Recorded data:
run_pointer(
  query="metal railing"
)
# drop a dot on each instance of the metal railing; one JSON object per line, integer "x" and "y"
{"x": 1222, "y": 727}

Required work: Print each of the records above again, line for line, without changing a single character.

Solution for this task:
run_pointer(
  query="metal railing"
)
# drop a dot on each instance of the metal railing; one JSON object per line, integer "x" and "y"
{"x": 1222, "y": 727}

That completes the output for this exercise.